[start Dataset entries]

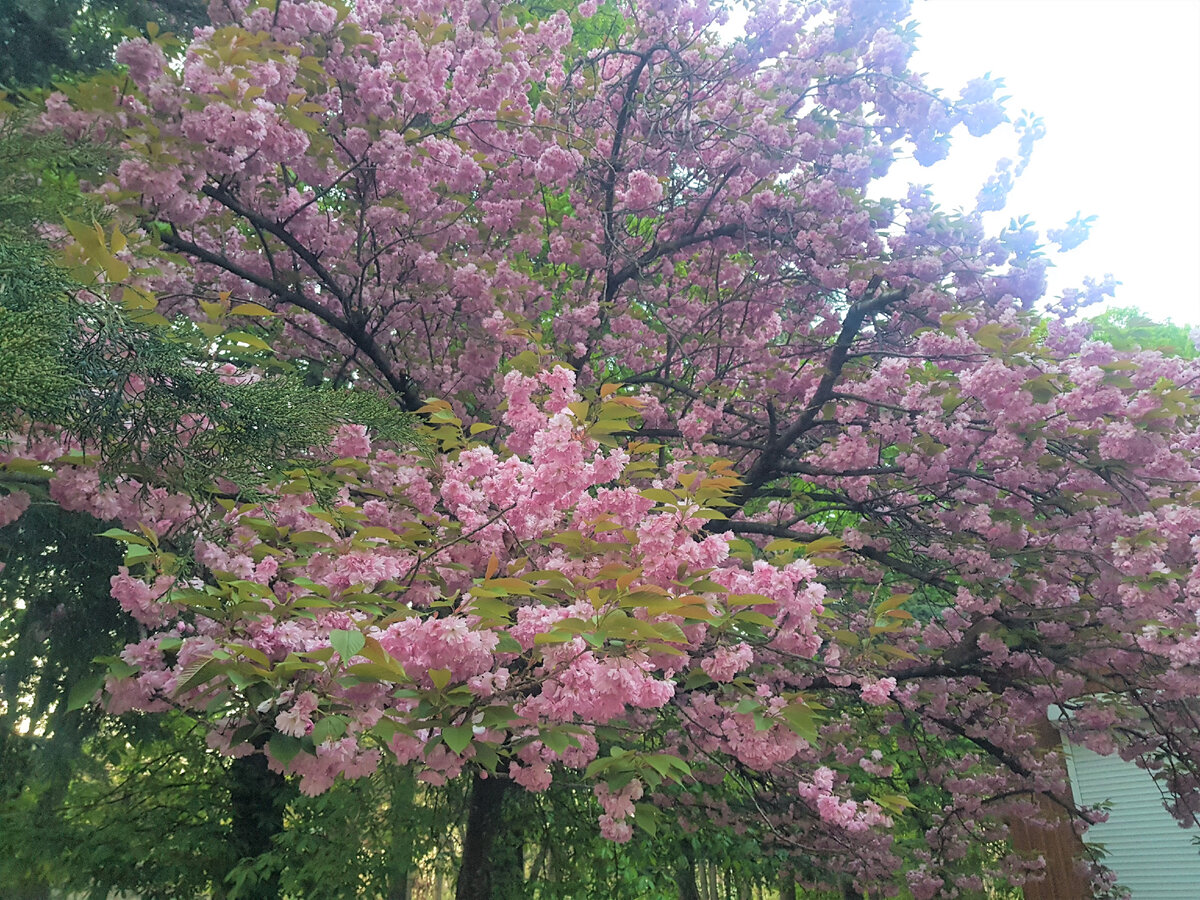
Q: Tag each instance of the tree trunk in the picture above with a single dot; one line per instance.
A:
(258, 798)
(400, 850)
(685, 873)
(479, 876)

[end Dataset entries]
[start Dataset entries]

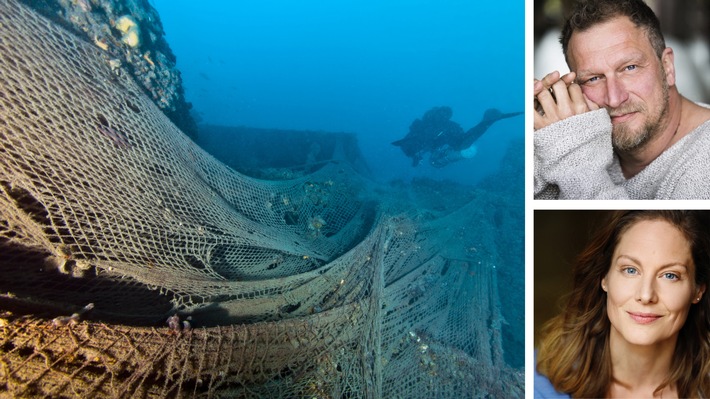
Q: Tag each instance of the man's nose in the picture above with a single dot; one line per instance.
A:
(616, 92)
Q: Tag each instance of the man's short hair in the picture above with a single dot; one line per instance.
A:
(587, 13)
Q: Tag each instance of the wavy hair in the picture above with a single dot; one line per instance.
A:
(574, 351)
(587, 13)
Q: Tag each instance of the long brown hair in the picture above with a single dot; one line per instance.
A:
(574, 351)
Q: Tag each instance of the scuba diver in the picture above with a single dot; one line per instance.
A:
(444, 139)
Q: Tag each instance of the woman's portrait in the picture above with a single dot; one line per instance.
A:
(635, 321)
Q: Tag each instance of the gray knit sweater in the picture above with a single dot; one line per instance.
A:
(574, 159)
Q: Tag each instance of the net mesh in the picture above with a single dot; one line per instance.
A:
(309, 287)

[end Dataset entries]

- **Set problem**: Filter the rows above, keeping only the lines that contain the string "hair" with the same case, and copy those lines out.

- **Completed task**:
Q: Tag each instance of the man's short hair in the picture above with a single dot; one line per instance.
Q: Tag each instance of the wavy hair in the picture above with a single dot; one line per instance.
Q: Tag each instance of the long brown hair in the picture above with a single dot; one line per instance.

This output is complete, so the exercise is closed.